Text section section start
Why Does the Pandemic Seem to Be Hitting Some Countries Harder Than Others?
And there lies an epidemiological mystery. The usual trend of death from infectious diseases—malaria, typhoid, diphtheria, H.I.V.—follows a dismal pattern. Lower-income countries are hardest hit, with high-income countries the least affected. But if you look at the pattern of covid-19 deaths reported per capita—deaths, not infections—Belgium, Italy, Spain, the United States, and the United Kingdom are among the worst off.
This is the unfixed conundrum explained by Siddhartha Mukherjee in The New Yorker, And no clear answer, you may read the whole article to confirm it.
The covid-19 pandemic will teach us many lessons—about virological surveillance, immunology, vaccine development, and social policy, among other topics. One of the lessons concerns not just epidemiology but also epistemology: the theory of how we know what we know. Epidemiology isn’t physics. Human bodies are not Newtonian bodies. When it comes to a crisis that combines social and biological forces, we’ll do well to acknowledge the causal patchwork. What’s needed isn’t Ockham’s razor but Ockham’s quilt.
Above all, what’s needed is humility in the face of an intricately evolving body of evidence. The pandemic could well drift or shift into something that defies our best efforts to model and characterize it.
Text section section end
Apply what you read:
• A. In the text on covid-19 deaths, which countries are usually hardest hit by deaths from infectious diseases?
• B. Repeat word for word the passage of the text on covid-19 deaths that opens with the words containing "Above all, what’s" and closes with "and characterize it.".
Material shown section start
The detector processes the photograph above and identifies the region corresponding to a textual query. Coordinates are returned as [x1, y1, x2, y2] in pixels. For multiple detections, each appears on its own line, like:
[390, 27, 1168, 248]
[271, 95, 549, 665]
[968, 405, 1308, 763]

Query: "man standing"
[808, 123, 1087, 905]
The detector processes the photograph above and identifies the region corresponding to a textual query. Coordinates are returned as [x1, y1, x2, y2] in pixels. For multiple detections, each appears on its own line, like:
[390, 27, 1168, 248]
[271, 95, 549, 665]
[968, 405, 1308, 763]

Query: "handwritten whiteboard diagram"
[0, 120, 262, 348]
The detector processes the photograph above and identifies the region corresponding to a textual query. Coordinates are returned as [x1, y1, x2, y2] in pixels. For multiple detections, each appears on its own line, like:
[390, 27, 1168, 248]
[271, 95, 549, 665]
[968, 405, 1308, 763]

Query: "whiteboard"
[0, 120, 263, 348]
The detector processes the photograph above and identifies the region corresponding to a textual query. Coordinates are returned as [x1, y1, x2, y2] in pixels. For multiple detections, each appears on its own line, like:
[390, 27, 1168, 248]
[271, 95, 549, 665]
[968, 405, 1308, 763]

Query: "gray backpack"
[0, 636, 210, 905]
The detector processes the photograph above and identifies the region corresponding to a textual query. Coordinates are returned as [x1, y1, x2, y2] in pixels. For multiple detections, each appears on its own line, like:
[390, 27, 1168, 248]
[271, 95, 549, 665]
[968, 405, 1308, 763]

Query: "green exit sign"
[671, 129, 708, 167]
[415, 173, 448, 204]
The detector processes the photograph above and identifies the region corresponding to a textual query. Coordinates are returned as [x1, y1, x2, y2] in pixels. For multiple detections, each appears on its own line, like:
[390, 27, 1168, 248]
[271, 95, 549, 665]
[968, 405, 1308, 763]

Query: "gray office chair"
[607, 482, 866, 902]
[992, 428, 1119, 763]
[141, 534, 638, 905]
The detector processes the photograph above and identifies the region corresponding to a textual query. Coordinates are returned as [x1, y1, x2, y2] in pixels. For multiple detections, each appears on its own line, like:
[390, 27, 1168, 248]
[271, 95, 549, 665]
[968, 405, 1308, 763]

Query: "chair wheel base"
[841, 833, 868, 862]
Material shown section end
Problem solutions:
• A. Lower-income countries.

• B.
Above all, what’s needed is humility in the face of an intricately evolving body of evidence. The pandemic could well drift or shift into something that defies our best efforts to model and characterize it.